Text passage -
## start
Chef Rene Redzepi began by describing Noma Restaurant, currently rated the number one restaurant in the world by San Pelligrino’s list of the World’s 50 Best Restaurants. Originally a staff of 9 in 2003, the Copenhagen restaurant now staffs 75 people of 22 different nationalities (45 alone in the kitchen). The original mission of the restaurant was to use only locally-sourced ingredients, especially through foraging. While there were initial accolades, they just weren’t finding satisfaction in what they were doing. They wanted to see how they could make the venture fun and sustainable. They wanted to approach food with a stronger purpose.

What they needed to do was to give diners a sense of time and place, incorporating such elements as history and religion in the context of their dining environment – Scandinavia, or in a greater sense, Northern Europe. The revelation of this approach came when Redzepi was wandering through a local shoreline, a nearly swamp-like environment where he saw a patch of green. Plucking a small plant that resembled an asparagus, he took a bite of it without consulting a guide (something he strictly did not recommend to the lecture hall to the tune of laughter). What he tasted was surprising, a celery-stick type texture that had a natural salinity and not-so-subtle flavors of coriander, or more commonly, cilantro. Cilantro and its corresponding flavors were always dominant in the South, places like Thailand or Mexico, never this far north in the world. This investigation led to an approach of what he called un-learning what they had learned as culinary practitioners.
## end
Data entries -
## start
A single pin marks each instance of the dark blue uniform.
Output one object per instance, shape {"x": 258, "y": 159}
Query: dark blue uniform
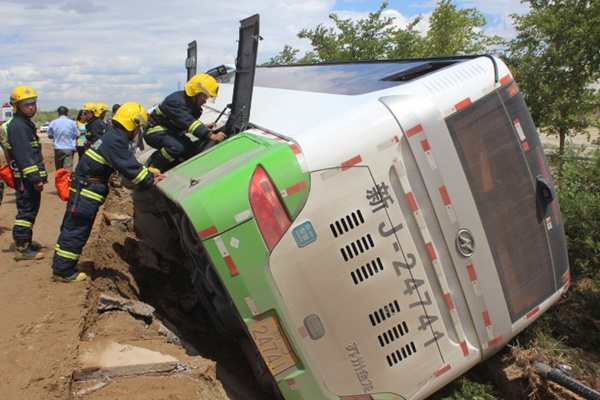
{"x": 89, "y": 188}
{"x": 170, "y": 120}
{"x": 95, "y": 128}
{"x": 25, "y": 150}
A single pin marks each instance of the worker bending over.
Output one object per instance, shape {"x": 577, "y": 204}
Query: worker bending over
{"x": 89, "y": 187}
{"x": 177, "y": 114}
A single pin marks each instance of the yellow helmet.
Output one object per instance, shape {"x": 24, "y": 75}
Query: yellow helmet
{"x": 100, "y": 108}
{"x": 90, "y": 107}
{"x": 22, "y": 95}
{"x": 131, "y": 115}
{"x": 202, "y": 83}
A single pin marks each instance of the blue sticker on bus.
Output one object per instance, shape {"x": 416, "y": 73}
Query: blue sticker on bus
{"x": 304, "y": 234}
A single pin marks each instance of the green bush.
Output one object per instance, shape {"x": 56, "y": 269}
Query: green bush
{"x": 577, "y": 181}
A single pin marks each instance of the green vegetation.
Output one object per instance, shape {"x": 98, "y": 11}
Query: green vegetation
{"x": 555, "y": 59}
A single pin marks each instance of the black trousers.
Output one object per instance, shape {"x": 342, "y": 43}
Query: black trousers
{"x": 28, "y": 205}
{"x": 172, "y": 148}
{"x": 76, "y": 227}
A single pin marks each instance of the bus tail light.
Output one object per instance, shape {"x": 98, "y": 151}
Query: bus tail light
{"x": 271, "y": 216}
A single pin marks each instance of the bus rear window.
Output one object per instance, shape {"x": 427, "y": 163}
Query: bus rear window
{"x": 504, "y": 190}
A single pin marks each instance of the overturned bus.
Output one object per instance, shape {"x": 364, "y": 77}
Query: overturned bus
{"x": 376, "y": 230}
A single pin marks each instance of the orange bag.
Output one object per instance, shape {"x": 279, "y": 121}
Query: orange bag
{"x": 62, "y": 181}
{"x": 7, "y": 175}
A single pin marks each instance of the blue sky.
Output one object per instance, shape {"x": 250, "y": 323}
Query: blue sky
{"x": 73, "y": 52}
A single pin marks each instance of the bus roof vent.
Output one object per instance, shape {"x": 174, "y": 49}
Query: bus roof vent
{"x": 401, "y": 354}
{"x": 384, "y": 313}
{"x": 393, "y": 334}
{"x": 357, "y": 247}
{"x": 347, "y": 223}
{"x": 367, "y": 271}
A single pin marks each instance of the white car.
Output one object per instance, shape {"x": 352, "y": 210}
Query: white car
{"x": 44, "y": 127}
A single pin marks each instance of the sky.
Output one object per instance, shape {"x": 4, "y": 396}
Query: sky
{"x": 72, "y": 52}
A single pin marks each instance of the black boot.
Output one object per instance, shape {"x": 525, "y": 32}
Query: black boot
{"x": 24, "y": 251}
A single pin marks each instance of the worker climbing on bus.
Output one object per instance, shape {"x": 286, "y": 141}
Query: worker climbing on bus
{"x": 89, "y": 187}
{"x": 177, "y": 114}
{"x": 25, "y": 153}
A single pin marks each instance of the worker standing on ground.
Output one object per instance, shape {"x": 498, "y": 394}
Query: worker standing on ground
{"x": 82, "y": 140}
{"x": 178, "y": 113}
{"x": 5, "y": 152}
{"x": 64, "y": 131}
{"x": 95, "y": 126}
{"x": 89, "y": 187}
{"x": 25, "y": 152}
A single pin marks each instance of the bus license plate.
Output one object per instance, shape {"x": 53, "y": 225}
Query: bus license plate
{"x": 273, "y": 345}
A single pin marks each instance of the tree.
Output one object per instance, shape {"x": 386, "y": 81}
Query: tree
{"x": 457, "y": 32}
{"x": 555, "y": 58}
{"x": 452, "y": 32}
{"x": 286, "y": 57}
{"x": 365, "y": 39}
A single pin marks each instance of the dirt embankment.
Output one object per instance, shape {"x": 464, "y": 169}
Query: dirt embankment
{"x": 56, "y": 342}
{"x": 135, "y": 330}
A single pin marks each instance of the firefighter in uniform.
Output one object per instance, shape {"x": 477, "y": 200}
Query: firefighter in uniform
{"x": 89, "y": 187}
{"x": 95, "y": 126}
{"x": 25, "y": 152}
{"x": 178, "y": 113}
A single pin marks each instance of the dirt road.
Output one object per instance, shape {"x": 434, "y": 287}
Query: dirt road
{"x": 55, "y": 343}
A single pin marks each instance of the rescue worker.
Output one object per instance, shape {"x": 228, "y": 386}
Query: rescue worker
{"x": 95, "y": 126}
{"x": 25, "y": 153}
{"x": 178, "y": 113}
{"x": 101, "y": 111}
{"x": 89, "y": 187}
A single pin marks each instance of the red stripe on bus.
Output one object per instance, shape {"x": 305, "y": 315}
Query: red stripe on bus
{"x": 207, "y": 232}
{"x": 532, "y": 312}
{"x": 505, "y": 80}
{"x": 351, "y": 162}
{"x": 449, "y": 301}
{"x": 463, "y": 104}
{"x": 431, "y": 251}
{"x": 412, "y": 201}
{"x": 296, "y": 188}
{"x": 413, "y": 131}
{"x": 486, "y": 318}
{"x": 495, "y": 341}
{"x": 472, "y": 274}
{"x": 445, "y": 197}
{"x": 465, "y": 348}
{"x": 442, "y": 371}
{"x": 231, "y": 265}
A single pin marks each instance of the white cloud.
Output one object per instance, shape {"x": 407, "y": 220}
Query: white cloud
{"x": 73, "y": 52}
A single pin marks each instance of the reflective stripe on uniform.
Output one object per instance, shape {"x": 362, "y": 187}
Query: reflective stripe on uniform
{"x": 66, "y": 254}
{"x": 22, "y": 222}
{"x": 96, "y": 157}
{"x": 195, "y": 125}
{"x": 140, "y": 177}
{"x": 157, "y": 128}
{"x": 31, "y": 169}
{"x": 91, "y": 195}
{"x": 163, "y": 151}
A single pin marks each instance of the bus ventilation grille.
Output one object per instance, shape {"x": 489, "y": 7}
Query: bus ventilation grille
{"x": 384, "y": 313}
{"x": 393, "y": 334}
{"x": 401, "y": 354}
{"x": 366, "y": 271}
{"x": 358, "y": 247}
{"x": 347, "y": 223}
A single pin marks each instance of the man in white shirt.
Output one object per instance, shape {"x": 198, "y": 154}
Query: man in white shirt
{"x": 65, "y": 133}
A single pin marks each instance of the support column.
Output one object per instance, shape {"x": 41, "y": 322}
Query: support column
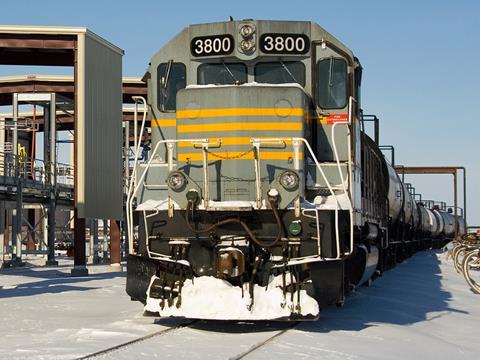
{"x": 79, "y": 268}
{"x": 115, "y": 252}
{"x": 31, "y": 236}
{"x": 94, "y": 233}
{"x": 455, "y": 202}
{"x": 2, "y": 232}
{"x": 17, "y": 227}
{"x": 6, "y": 240}
{"x": 43, "y": 244}
{"x": 51, "y": 233}
{"x": 50, "y": 153}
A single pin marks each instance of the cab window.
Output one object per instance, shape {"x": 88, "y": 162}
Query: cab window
{"x": 171, "y": 78}
{"x": 332, "y": 83}
{"x": 280, "y": 72}
{"x": 222, "y": 74}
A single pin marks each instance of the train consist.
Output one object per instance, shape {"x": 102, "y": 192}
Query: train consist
{"x": 263, "y": 197}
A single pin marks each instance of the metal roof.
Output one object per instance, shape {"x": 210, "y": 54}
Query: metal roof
{"x": 55, "y": 31}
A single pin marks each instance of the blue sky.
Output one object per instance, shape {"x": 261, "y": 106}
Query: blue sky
{"x": 420, "y": 59}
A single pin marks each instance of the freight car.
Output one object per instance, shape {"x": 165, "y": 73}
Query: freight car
{"x": 263, "y": 197}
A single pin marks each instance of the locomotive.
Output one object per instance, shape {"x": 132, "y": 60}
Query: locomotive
{"x": 263, "y": 197}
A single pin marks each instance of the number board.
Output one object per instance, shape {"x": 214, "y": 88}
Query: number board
{"x": 284, "y": 43}
{"x": 212, "y": 45}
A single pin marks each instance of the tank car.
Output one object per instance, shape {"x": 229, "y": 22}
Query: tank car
{"x": 262, "y": 197}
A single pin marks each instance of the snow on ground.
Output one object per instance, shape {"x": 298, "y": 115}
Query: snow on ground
{"x": 421, "y": 309}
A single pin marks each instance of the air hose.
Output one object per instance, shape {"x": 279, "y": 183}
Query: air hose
{"x": 190, "y": 208}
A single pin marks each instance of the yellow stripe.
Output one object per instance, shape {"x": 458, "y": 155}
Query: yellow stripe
{"x": 237, "y": 155}
{"x": 231, "y": 141}
{"x": 213, "y": 113}
{"x": 238, "y": 126}
{"x": 164, "y": 123}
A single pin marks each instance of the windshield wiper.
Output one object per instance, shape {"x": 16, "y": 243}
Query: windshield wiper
{"x": 289, "y": 72}
{"x": 167, "y": 75}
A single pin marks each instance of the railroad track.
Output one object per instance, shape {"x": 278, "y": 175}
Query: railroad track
{"x": 135, "y": 341}
{"x": 264, "y": 342}
{"x": 239, "y": 356}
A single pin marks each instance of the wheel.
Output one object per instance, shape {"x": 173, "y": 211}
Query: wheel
{"x": 471, "y": 270}
{"x": 458, "y": 257}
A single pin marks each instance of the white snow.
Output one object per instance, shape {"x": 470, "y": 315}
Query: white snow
{"x": 422, "y": 309}
{"x": 211, "y": 298}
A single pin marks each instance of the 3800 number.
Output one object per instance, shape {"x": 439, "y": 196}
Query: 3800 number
{"x": 212, "y": 45}
{"x": 284, "y": 44}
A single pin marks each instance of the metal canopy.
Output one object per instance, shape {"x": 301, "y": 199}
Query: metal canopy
{"x": 60, "y": 84}
{"x": 97, "y": 69}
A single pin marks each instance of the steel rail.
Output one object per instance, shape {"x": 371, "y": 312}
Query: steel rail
{"x": 134, "y": 341}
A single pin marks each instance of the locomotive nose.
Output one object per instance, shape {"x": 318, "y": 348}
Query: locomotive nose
{"x": 234, "y": 120}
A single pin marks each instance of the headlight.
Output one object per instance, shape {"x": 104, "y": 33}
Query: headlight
{"x": 289, "y": 180}
{"x": 247, "y": 31}
{"x": 247, "y": 45}
{"x": 176, "y": 180}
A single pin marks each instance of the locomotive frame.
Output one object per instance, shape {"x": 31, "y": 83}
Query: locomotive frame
{"x": 262, "y": 186}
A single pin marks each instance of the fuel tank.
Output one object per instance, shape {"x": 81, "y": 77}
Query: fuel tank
{"x": 409, "y": 204}
{"x": 440, "y": 223}
{"x": 449, "y": 224}
{"x": 395, "y": 193}
{"x": 426, "y": 224}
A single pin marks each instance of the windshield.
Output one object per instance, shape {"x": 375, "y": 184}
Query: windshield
{"x": 171, "y": 78}
{"x": 332, "y": 83}
{"x": 280, "y": 72}
{"x": 222, "y": 74}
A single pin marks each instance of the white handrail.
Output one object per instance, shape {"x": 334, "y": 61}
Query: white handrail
{"x": 131, "y": 195}
{"x": 314, "y": 158}
{"x": 345, "y": 191}
{"x": 134, "y": 173}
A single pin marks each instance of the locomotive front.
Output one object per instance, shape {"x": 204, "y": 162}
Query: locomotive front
{"x": 229, "y": 205}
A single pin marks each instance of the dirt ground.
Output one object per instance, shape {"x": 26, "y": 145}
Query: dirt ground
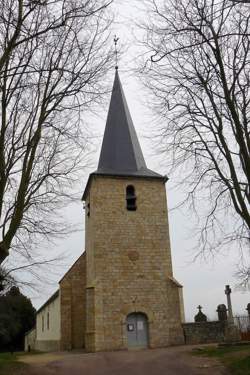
{"x": 166, "y": 361}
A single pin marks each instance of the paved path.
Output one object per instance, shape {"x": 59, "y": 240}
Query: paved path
{"x": 167, "y": 361}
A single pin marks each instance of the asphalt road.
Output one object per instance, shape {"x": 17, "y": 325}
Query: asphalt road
{"x": 167, "y": 361}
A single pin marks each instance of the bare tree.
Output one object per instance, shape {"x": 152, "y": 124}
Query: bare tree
{"x": 53, "y": 58}
{"x": 197, "y": 68}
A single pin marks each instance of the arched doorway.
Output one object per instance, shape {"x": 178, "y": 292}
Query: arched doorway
{"x": 137, "y": 330}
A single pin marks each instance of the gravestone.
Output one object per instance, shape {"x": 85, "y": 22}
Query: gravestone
{"x": 200, "y": 317}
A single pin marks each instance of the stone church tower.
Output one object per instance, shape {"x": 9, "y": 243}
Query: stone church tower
{"x": 132, "y": 299}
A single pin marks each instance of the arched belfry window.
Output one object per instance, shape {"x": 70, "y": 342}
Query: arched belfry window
{"x": 131, "y": 198}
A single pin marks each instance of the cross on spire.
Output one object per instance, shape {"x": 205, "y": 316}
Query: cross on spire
{"x": 116, "y": 52}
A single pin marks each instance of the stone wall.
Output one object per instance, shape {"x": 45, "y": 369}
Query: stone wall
{"x": 47, "y": 345}
{"x": 73, "y": 306}
{"x": 129, "y": 264}
{"x": 204, "y": 332}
## end
Request 1 -
Answer the following from the Noma passage:
(a) In what year did the restaurant have a staff of 9?
(b) How many of the current staff work in the kitchen?
(c) Which herb's flavor did Redzepi taste in the plant he picked on the shoreline?
Request 2 - List every geographic place or region that the Noma passage names with a proper name.
Request 3 - Carry on the Noma passage from its final sentence.
The entries have no connection to the Noma passage.

Task answer 1 -
(a) 2003
(b) 45
(c) Coriander, more commonly called cilantro

Task answer 2 - Copenhagen, Scandinavia, Northern Europe, Thailand, Mexico

Task answer 3 -
Food Science
Through the use of some collaborative symposiums (MAD2011 and MAD2012 – “mad means food in Danish”), they were able to invite chefs and scientists to explore issues of food and culture. By looking at food in this perspective, they were able to establish “deliciousness” as the main objective. Science, technology, Culinary Practices & Processes, Intuition, Tradition – these would all revolve around the pursuit of deliciousness. The word itself is a bit awkward, but there isn’t a better way to express it in the English language. It seems unique to have taste and flavor as your main driver, not traditional cuisine, or science, or “culinary perfection.” Something just needs to be tasty, or delicious, to have merit.

Williams and Redzepi proceeded to show a few demonstrations as to how they could extrapolate these principles of deliciousness into certain foods, debunking long-held notions of what we might think to be delicious. An easy example was making seaweed ice cream, as Styrofoam buckets of nitrogen-frozen seaweed ice cream were passed around to taste. The flavor was very subtle, with a finish of familiar seaweed flavor without the roasted element that is commonly associated with Korean or Japanese seaweed laver. They also passed around a sample of molded barley that had an intense meaty flavor that came about after being fried to a golden color.

By investigating the microorganisms that affect the flavor of food, in this instance, the mold in the barley, they were able to establish certain metabolic pathways used by microbes that affect flavor. This way, they could deconstruct and construct elements to express flavor compounds that you couldn’t otherwise achieve.

Next, they had us taste a pipette of carrot kombucha and powdered dried winter cucumbers. These were two examples of foods that were re-thought and processed in creative ways, using their approach. I embarassingly choked on the cucumber powder, but the flavor of dried cucumber was strong, and I could see how it could be used effectively as a dish component.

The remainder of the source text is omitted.